*Texte*:
---
Je note, Monsieur le Ministre, que vous ne portez pas de masque, et que l'on peut voir alternativement d'autres membres du gouvernement le porter à certains moments et ne pas le porter à d'autres, y compris le Président et ses conseillers et gardes du corps. Là est l'incohérence. Quel message envoyez-vous ainsi à la population ? Et il en va de même à la télévision, qu'il s'agisse des journalistes ou des intervenants.
Permettez-moi d'attirer votre attention sur le risque que vous prenez pour vous-même, pour votre famille et pour vos collaborateurs ? Comment se fait-il que les forces de police encourent les mêmes risques ? Vous devez en principe les protéger, au même titre que l'ensemble de la population. Mais, selon certaines sources, il a été demandé aux policiers de ne pas porter de masques. Et d'ailleurs le nombre de contaminés dans la Police a augmenté fortement. L'exemple de nombreux députés touchés ou décédés, de dirigeants malades un peu partout dans le monde - dont celui de Boris Johnson, dont j'espère qu'il guérira, en Angleterre - ne vous interpelle-t-il pas ?
Ce message s'adresse aussi à la Ligue des droits de l'Homme (LDH), que j'ai pour ma part souvent soutenue, mais dont je ne comprends pas la démarche dans cette situation gravissime. Pourquoi, la LDH n'a-t-elle pas porté plainte contre le confinement, obligation bien plus contraignante que celle de porter un masque ?
---
*Éléments sources*:
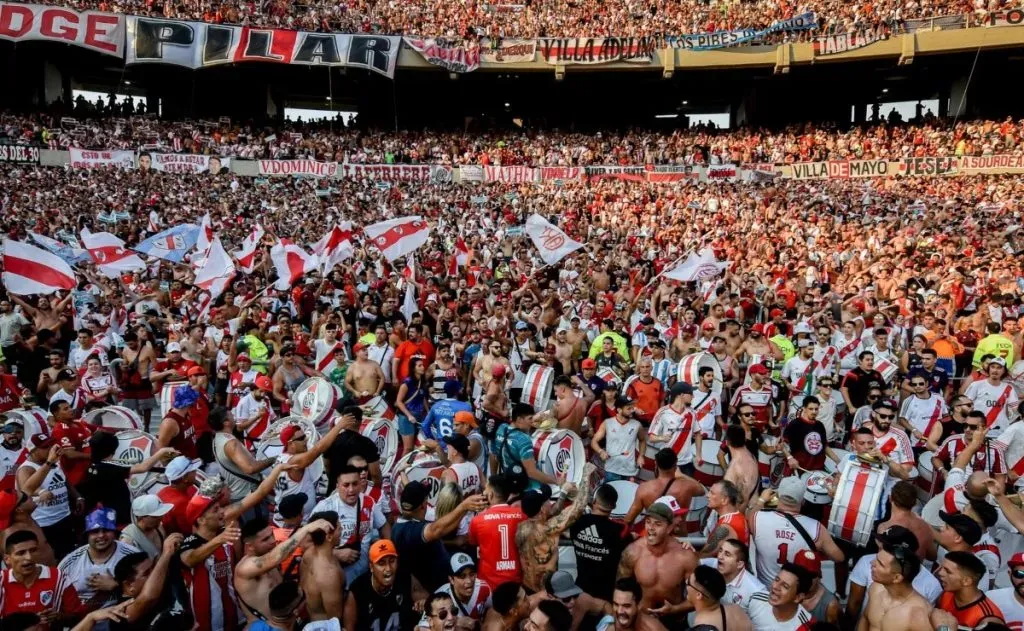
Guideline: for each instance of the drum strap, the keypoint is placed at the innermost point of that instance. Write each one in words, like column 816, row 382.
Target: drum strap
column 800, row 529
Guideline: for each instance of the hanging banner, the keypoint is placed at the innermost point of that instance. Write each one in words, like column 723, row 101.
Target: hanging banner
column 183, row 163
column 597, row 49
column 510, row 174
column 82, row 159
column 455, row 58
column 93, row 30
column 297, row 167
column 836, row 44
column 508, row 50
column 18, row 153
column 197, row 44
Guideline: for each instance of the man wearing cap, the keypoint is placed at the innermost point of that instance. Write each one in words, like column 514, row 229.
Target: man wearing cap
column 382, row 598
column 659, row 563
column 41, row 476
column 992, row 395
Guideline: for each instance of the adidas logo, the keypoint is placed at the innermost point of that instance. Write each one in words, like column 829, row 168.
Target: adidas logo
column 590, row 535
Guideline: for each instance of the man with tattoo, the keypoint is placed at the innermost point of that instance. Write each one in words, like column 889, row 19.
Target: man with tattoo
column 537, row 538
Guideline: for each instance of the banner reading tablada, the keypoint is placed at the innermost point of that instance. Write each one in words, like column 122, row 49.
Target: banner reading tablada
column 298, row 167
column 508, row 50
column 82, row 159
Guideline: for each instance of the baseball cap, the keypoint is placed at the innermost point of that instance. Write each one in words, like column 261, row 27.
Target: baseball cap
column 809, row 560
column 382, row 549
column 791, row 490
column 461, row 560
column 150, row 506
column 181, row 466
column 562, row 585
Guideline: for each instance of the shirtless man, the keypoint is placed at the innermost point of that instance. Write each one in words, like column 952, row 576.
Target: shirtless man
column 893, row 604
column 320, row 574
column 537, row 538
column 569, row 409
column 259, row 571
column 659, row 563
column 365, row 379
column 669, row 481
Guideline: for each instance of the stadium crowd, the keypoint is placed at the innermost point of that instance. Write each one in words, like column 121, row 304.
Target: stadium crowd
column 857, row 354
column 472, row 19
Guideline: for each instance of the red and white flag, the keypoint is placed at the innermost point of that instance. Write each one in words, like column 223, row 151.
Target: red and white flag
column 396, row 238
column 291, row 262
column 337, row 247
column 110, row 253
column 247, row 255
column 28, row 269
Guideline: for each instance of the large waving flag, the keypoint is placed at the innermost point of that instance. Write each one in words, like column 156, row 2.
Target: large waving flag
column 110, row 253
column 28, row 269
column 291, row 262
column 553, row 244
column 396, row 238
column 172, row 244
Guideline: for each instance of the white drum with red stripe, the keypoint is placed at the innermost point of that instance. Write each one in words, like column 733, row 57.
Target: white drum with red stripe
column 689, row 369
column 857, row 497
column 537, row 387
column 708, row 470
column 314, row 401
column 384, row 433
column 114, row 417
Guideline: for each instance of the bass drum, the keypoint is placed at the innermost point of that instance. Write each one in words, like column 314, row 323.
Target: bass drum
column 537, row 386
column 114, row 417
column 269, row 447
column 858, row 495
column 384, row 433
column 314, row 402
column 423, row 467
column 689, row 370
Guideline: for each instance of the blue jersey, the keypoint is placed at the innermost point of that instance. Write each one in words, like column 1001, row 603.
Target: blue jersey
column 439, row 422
---
*Consigne*: Poursuivez le message adressé au ministre sur le port du masque en reprenant juste après sa dernière phrase.

*Résultat*:
J'ose espérer que, demain, aucun d'entre vous ou de vos proches ne sera touché. J'ose espérer qu'il ne s'agit pas d'une forme d'irresponsabilité, mais plutôt d'une méconnaissance de la gravité de la situation que nous, les professionnels de santé, touchons du doigt tous les jours avec le lot de souffrances observées et vécues. Le système de santé s'est dégradé mais vous n'en êtes pas responsable, à titre personnel.
J'en reviens à mon point de départ. Monsieur le Ministre, si un maire ne peut prendre un tel arrêté, alors prenez, vous, la responsabilité, avec le Premier ministre et le Président de la République, de prendre une ordonnance imposant à toutes et à tous le port du masque, pour seulement 3 semaines.
Ce caractère obligatoire est une nécessité, par la mise en jeu de la vie d'autrui, au même titre que l'obligation d'interdiction des excès de vitesse ou la prohibition du port d'arme.
Il s'agit d'un principe de précaution évident, qui résoudra le principe d'inégalité territoriale, dernier point de vos justifications.
Il en va dans l'immédiat de la vie de milliers, voire de dizaines de milliers de Français. Il en va de la survie de notre économie, de l'état psychologique de la population et de certains effets collatéraux dramatiques, comme ceux des violences conjugales accrues.
Car le port du masque constituera une condition sine qua non, demain, du déconfinement, avec le test de toute la population. Ce dernier permettra d'isoler et de confiner les personnes malades. Et le port du masque permettra aux personnes saines d'aller travailler ou étudier.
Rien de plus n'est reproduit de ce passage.